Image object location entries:

--- START ---

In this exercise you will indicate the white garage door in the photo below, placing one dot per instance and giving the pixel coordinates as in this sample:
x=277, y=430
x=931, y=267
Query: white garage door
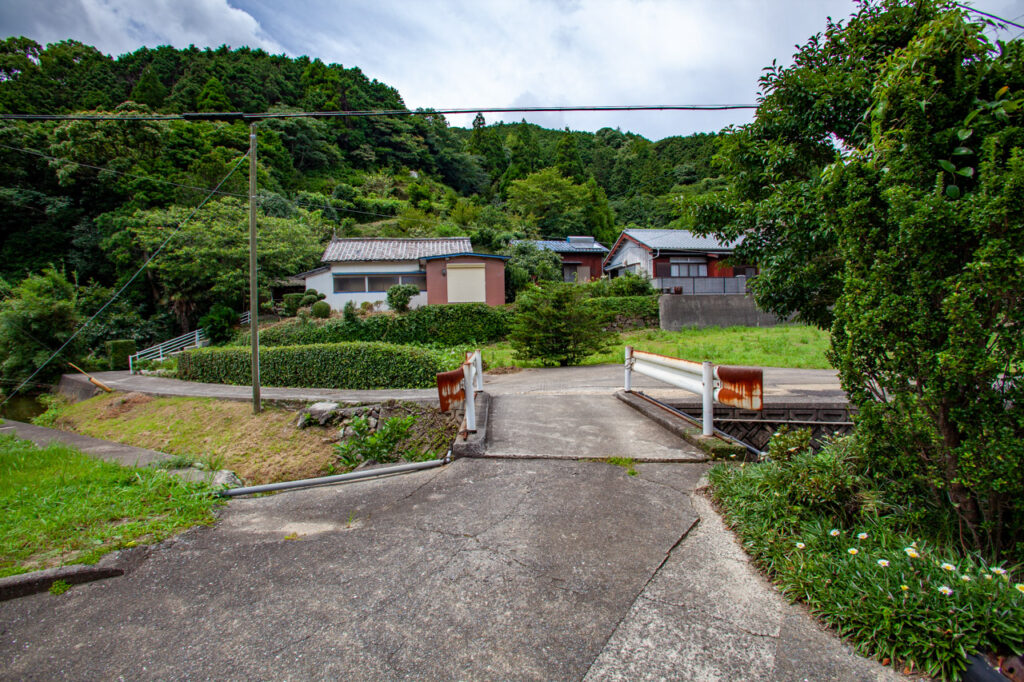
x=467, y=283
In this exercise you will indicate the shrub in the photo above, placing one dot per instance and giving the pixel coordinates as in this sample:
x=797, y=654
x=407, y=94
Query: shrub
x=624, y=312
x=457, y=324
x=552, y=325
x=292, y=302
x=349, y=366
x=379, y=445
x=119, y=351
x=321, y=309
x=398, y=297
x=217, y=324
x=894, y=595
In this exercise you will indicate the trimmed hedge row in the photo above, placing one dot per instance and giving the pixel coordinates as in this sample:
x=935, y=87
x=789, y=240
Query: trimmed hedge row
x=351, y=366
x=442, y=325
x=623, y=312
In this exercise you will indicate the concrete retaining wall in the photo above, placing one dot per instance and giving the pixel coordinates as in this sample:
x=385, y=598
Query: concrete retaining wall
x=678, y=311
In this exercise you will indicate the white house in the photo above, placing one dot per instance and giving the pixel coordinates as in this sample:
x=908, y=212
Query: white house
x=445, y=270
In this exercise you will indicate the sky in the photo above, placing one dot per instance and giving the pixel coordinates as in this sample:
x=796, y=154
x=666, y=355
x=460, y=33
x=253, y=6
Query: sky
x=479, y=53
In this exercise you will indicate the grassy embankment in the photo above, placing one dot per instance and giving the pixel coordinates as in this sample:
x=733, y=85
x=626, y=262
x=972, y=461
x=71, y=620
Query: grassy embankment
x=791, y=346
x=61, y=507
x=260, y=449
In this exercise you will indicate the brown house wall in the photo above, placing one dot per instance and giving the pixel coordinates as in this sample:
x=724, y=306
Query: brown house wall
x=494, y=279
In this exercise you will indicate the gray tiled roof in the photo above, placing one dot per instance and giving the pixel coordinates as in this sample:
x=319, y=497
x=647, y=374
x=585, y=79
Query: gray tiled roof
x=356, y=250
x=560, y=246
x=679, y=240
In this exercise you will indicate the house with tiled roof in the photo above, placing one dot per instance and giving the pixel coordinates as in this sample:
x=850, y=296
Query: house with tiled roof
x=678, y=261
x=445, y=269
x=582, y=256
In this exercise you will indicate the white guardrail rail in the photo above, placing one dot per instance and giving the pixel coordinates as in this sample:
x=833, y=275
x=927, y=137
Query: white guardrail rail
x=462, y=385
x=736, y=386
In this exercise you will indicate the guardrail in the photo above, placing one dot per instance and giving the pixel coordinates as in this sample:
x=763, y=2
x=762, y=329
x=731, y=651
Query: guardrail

--- END ---

## EXERCISE DETAILS:
Retype all of the entries above word for word, leaving the pictures out.

## EXERCISE OUTPUT:
In this exercise you will indicate the white garage door in the photo below, placing one dot per instance and giving the pixel coordinates as in this sample:
x=277, y=430
x=931, y=267
Query: white garage door
x=467, y=283
In this exercise you will indicate the shrub in the photo above, placing one dot per instance and giving the pixel coordinates as in this sample:
x=797, y=654
x=407, y=94
Query: shrub
x=624, y=312
x=457, y=324
x=552, y=325
x=292, y=302
x=349, y=366
x=379, y=445
x=119, y=351
x=321, y=309
x=398, y=297
x=217, y=324
x=894, y=595
In this exercise you will indicate the trimmed hedge row in the photo above, placing one dot per instance and giving the pixel coordinates as in this sample:
x=935, y=87
x=789, y=240
Query: trimmed hedge row
x=351, y=366
x=442, y=325
x=623, y=312
In this exercise you will indicate the concrete retaining wall in the photo above, placing one dot per instance and giving the pixel coordinates as in this sample:
x=385, y=598
Query: concrete retaining wall
x=678, y=311
In this exercise you will indicate the white house in the photo above, placing one dot per instance and giving the pixel coordinates as in this sample:
x=908, y=212
Query: white house
x=445, y=270
In this exercise you will indicate the sky in the photo above, placing one dot per instance and giving the pixel coordinates as in this sample:
x=796, y=154
x=666, y=355
x=460, y=33
x=253, y=6
Query: sky
x=479, y=53
In this exercise you will indicate the grassy embankment in the photo above, placing one dot per instance and giving the pixel coordinates as in this sample:
x=733, y=85
x=626, y=262
x=972, y=461
x=71, y=620
Query: grassy embankment
x=791, y=346
x=61, y=507
x=260, y=449
In this exercise you will indicate the brown house wall in the photo above, placing one dot per instance and giving the pixel coordinates as in this sample:
x=724, y=306
Query: brown house wall
x=494, y=279
In this exercise you will indicate the gray tiled roof in the photo above, placing one dot per instance and giving the pixel coordinates as in this sample:
x=319, y=497
x=647, y=374
x=585, y=79
Query: gray tiled roof
x=356, y=250
x=560, y=246
x=679, y=240
In this exercise you will indicate the house with tiled roof in the photo above, placing one dot per instance and giving the pixel coordinates as in this sample:
x=850, y=296
Query: house with tiled roof
x=678, y=261
x=445, y=269
x=582, y=256
In this exercise you will indicate the white guardrail rail in the photo above, placing one dot per instance and giving the pixel coordinates as in this sample:
x=833, y=275
x=927, y=137
Query: white guardrail rail
x=462, y=385
x=736, y=386
In this exercise you will indicate the guardrail in the photo above, placing one dot per instance and giving the pixel coordinates as in this sample:
x=763, y=2
x=762, y=329
x=731, y=651
Query: guardrail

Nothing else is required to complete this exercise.